▶ [WHAT YOU SHOULD DO] Please identify each line of the records below that contains the word "after", and copy those lines in full.

-- Opening Marker --

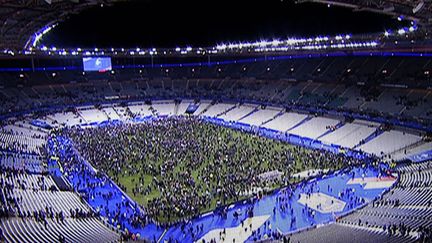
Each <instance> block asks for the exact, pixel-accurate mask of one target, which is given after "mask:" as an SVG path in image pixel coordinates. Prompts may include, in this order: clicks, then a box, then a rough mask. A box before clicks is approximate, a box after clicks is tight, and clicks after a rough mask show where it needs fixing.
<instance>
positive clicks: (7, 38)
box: [0, 0, 122, 50]
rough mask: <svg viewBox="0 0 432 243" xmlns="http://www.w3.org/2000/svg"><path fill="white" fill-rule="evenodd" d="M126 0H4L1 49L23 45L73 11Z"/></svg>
mask: <svg viewBox="0 0 432 243" xmlns="http://www.w3.org/2000/svg"><path fill="white" fill-rule="evenodd" d="M118 1H122V0H0V49H17V50H20V49H23V48H25V47H29V45H30V44H31V43H30V42H32V41H34V38H35V37H36V33H38V32H40V31H43V29H44V28H46V27H47V26H53V25H55V24H57V23H59V22H62V21H64V20H66V19H67V18H68V17H69V16H70V15H72V14H78V13H80V12H81V11H83V10H85V9H87V8H90V7H94V6H100V5H101V4H111V3H113V2H118Z"/></svg>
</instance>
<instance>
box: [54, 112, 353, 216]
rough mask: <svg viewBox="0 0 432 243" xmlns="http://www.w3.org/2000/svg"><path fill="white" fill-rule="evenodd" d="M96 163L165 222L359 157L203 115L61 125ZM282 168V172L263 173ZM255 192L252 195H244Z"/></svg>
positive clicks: (93, 160) (341, 165)
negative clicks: (260, 132)
mask: <svg viewBox="0 0 432 243" xmlns="http://www.w3.org/2000/svg"><path fill="white" fill-rule="evenodd" d="M59 134H62V135H65V136H67V137H70V138H71V139H72V140H73V141H74V143H75V146H76V147H77V149H78V151H80V153H81V155H82V156H83V157H84V158H86V159H88V161H89V162H90V163H91V164H93V165H94V166H95V167H96V168H98V169H100V170H101V171H102V172H105V173H106V174H108V175H109V176H110V178H112V179H113V180H114V181H115V182H116V183H117V184H120V185H121V183H120V180H121V179H122V178H131V180H130V182H131V183H132V185H133V187H132V188H131V187H129V188H127V187H125V186H124V185H123V186H121V187H122V188H123V189H124V190H125V191H126V192H127V193H128V194H129V195H133V196H134V198H138V197H144V198H146V199H147V201H146V202H144V206H145V209H146V213H147V214H148V215H149V216H150V217H151V218H154V219H157V220H159V221H162V222H173V221H176V220H178V219H184V218H190V217H193V216H196V215H199V214H200V213H202V212H203V211H206V210H211V209H214V208H217V207H218V206H222V205H226V204H229V203H232V202H235V201H238V200H240V199H242V198H244V197H245V195H246V194H247V192H250V191H251V189H253V188H264V189H268V190H272V189H275V188H277V187H280V186H282V185H288V184H289V183H290V182H292V180H290V179H292V177H291V175H292V174H294V173H296V172H299V171H301V170H304V169H309V168H317V169H338V168H341V167H343V166H348V165H354V164H359V163H361V161H359V160H356V159H353V158H347V157H345V156H343V155H337V154H332V153H329V152H325V151H317V150H306V149H304V148H301V147H296V146H291V145H287V144H283V143H279V142H276V141H273V140H270V139H265V138H262V137H258V136H254V135H250V134H243V133H240V132H238V131H234V130H232V129H228V128H224V127H220V126H217V125H214V124H209V123H206V122H203V121H201V120H200V119H198V118H186V117H177V118H168V119H159V120H153V121H152V122H144V123H141V124H122V125H108V126H104V127H97V128H91V129H83V128H72V129H64V130H62V131H61V132H60V133H59ZM268 171H280V172H283V174H284V176H282V177H281V178H280V179H275V180H271V181H263V180H260V179H259V175H260V174H262V173H265V172H268ZM246 196H253V195H246Z"/></svg>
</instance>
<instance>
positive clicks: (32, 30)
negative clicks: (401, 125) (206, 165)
mask: <svg viewBox="0 0 432 243" xmlns="http://www.w3.org/2000/svg"><path fill="white" fill-rule="evenodd" d="M119 1H127V0H0V49H3V50H6V49H11V50H23V49H27V48H29V47H31V46H33V44H34V43H35V42H36V41H37V39H38V38H39V37H40V36H41V34H42V33H44V31H46V30H49V29H50V28H51V27H52V26H55V25H56V24H58V23H60V22H62V21H64V20H66V19H67V18H68V17H69V16H70V15H73V14H78V13H80V12H81V11H83V10H85V9H88V8H91V7H95V6H100V5H102V4H103V5H110V4H112V3H114V2H119ZM129 1H130V0H129ZM295 1H296V2H299V3H301V2H319V3H325V4H331V5H340V6H345V7H350V8H354V9H355V10H365V11H374V12H379V13H384V14H391V15H394V16H395V17H399V16H402V18H406V19H411V20H415V21H416V22H417V23H418V24H420V25H422V24H423V25H429V26H430V25H431V24H432V1H431V0H422V1H410V0H388V1H383V0H382V1H379V0H344V1H327V0H295Z"/></svg>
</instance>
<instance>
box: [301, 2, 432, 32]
mask: <svg viewBox="0 0 432 243" xmlns="http://www.w3.org/2000/svg"><path fill="white" fill-rule="evenodd" d="M296 2H297V3H302V2H316V3H323V4H327V5H329V6H331V5H337V6H342V7H348V8H352V9H354V10H355V11H370V12H376V13H381V14H387V15H392V16H395V17H400V18H406V19H409V20H413V21H417V22H418V23H419V24H421V25H427V26H430V25H432V1H431V0H296Z"/></svg>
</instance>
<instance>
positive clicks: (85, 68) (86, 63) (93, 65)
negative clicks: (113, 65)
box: [83, 57, 112, 72]
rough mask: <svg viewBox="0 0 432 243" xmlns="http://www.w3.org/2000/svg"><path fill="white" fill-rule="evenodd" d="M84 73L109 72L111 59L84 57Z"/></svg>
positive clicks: (83, 59) (108, 58) (98, 57)
mask: <svg viewBox="0 0 432 243" xmlns="http://www.w3.org/2000/svg"><path fill="white" fill-rule="evenodd" d="M83 64H84V71H97V72H106V71H111V69H112V65H111V57H84V58H83Z"/></svg>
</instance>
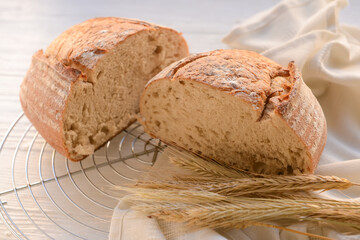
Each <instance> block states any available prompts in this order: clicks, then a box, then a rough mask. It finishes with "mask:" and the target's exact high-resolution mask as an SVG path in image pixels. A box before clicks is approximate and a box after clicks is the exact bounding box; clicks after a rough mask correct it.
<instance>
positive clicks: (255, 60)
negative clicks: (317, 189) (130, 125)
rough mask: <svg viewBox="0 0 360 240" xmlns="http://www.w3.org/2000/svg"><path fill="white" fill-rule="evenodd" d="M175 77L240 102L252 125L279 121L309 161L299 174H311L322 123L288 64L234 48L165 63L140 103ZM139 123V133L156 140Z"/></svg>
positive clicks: (319, 141) (314, 160)
mask: <svg viewBox="0 0 360 240" xmlns="http://www.w3.org/2000/svg"><path fill="white" fill-rule="evenodd" d="M278 77H280V78H278ZM283 78H284V79H286V81H284V80H283ZM175 79H181V80H184V81H195V82H198V83H202V84H206V85H208V86H211V87H213V88H215V89H218V90H220V91H223V92H226V93H227V94H230V95H232V96H234V97H237V98H240V99H242V100H243V101H244V102H246V103H248V104H250V105H251V106H252V107H253V109H254V111H255V112H256V113H257V116H258V121H262V120H264V119H266V118H268V117H274V116H277V117H279V118H280V119H282V120H283V121H284V124H285V125H286V126H288V127H289V128H291V129H292V131H293V132H294V133H295V135H296V136H297V137H298V138H299V141H301V142H302V144H303V145H304V149H306V150H307V155H308V157H309V159H310V161H311V162H309V163H307V166H308V167H307V168H308V169H306V170H305V171H306V172H308V173H313V172H314V170H315V168H316V166H317V164H318V162H319V160H320V155H321V153H322V151H323V149H324V147H325V143H326V136H327V135H326V134H327V130H326V120H325V116H324V114H323V111H322V109H321V107H320V104H319V103H318V101H317V100H316V98H315V96H314V95H313V94H312V92H311V90H310V89H309V88H308V87H307V86H306V84H305V83H304V81H303V80H302V77H301V75H300V73H299V72H298V71H297V70H296V67H295V64H294V63H293V62H290V63H289V66H288V67H287V68H285V67H283V66H281V65H279V64H277V63H275V62H273V61H271V60H270V59H268V58H265V57H263V56H261V55H260V54H257V53H255V52H251V51H245V50H236V49H232V50H216V51H212V52H208V53H201V54H196V55H193V56H190V57H188V58H185V59H182V60H180V61H178V62H175V63H173V64H171V65H170V66H168V67H167V68H165V69H164V70H163V71H161V72H160V73H159V74H158V75H156V76H155V77H154V78H152V79H151V80H150V81H149V82H148V83H147V85H146V86H145V90H144V93H143V95H142V97H141V99H143V98H144V96H145V93H146V89H147V88H148V87H149V86H150V85H151V84H153V83H154V82H156V81H161V80H170V81H172V80H175ZM275 79H276V80H275ZM142 103H143V101H142V100H141V101H140V114H141V112H142V109H143V106H142ZM140 119H141V117H140ZM143 125H144V128H145V131H147V132H148V133H149V134H150V135H151V136H154V137H157V136H156V135H155V134H154V133H152V132H151V131H149V129H147V127H146V124H143Z"/></svg>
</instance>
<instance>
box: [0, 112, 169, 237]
mask: <svg viewBox="0 0 360 240" xmlns="http://www.w3.org/2000/svg"><path fill="white" fill-rule="evenodd" d="M24 129H25V130H24ZM164 147H165V145H164V144H163V143H162V142H161V141H159V140H157V139H152V138H150V137H149V136H148V135H147V134H145V133H144V131H143V129H142V127H141V125H140V124H139V123H134V124H132V125H131V126H130V127H128V128H127V129H126V130H124V131H123V132H121V133H120V134H119V135H118V136H117V137H115V138H113V139H112V140H111V141H109V142H107V144H105V146H104V147H102V148H101V149H99V150H98V151H96V152H95V154H94V155H92V156H89V157H87V158H86V159H84V160H82V161H79V162H72V161H70V160H68V159H67V158H65V157H63V156H62V155H60V154H59V153H57V152H56V151H55V150H54V149H53V148H52V147H51V146H49V145H48V144H47V143H46V141H45V140H44V139H43V138H42V137H41V136H40V135H39V134H38V132H37V131H36V130H35V128H34V127H33V126H32V125H31V123H30V122H29V121H28V120H27V118H26V117H24V114H23V113H21V114H20V115H19V116H18V118H17V119H16V120H15V121H14V122H13V124H12V125H11V126H10V128H9V129H8V131H7V132H6V134H5V136H4V138H3V139H2V141H1V143H0V161H1V162H3V161H6V164H7V167H6V169H8V170H5V169H1V174H2V175H6V176H4V177H5V178H4V179H7V181H8V182H7V183H6V184H2V185H6V186H7V188H6V189H0V217H1V219H2V221H3V222H4V224H5V225H6V226H7V227H8V229H9V230H10V231H11V233H12V234H13V235H14V236H15V237H16V238H17V239H36V240H38V239H87V240H88V239H96V240H98V239H107V238H108V231H109V227H110V222H111V216H112V212H113V209H114V207H115V206H116V205H117V203H118V200H119V198H120V197H121V196H122V195H123V194H124V193H123V192H121V191H119V190H117V189H116V186H118V185H122V184H127V183H131V182H134V181H136V180H137V179H138V178H140V177H141V176H142V175H144V174H145V173H146V172H147V171H149V169H150V168H151V166H152V165H153V164H154V163H155V161H156V159H157V157H158V155H159V154H160V153H161V150H162V149H163V148H164Z"/></svg>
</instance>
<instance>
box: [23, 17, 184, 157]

-- Closing Marker --

▶ [ANSWER SECTION]
Each <instance> block asks for the exact, pixel-accurate mask of one target, which is given after "mask:" as an SVG path in image pixel coordinates. Prompts may include, in this order: clicks, then a box, then a rough mask. A box before clicks is approximate, a box after clicks is tight, and clicks after a rough mask show where it needs fixing.
Each <instance> block states any available prompts in this order: clicks, then a box, then a rough mask. It finishes with "mask:" and the target's exact high-resolution mask as an SVG path in image pixels. A box before clicks is approximate and a box after clicks is the exact bounding box; clicks after a rough mask correct it.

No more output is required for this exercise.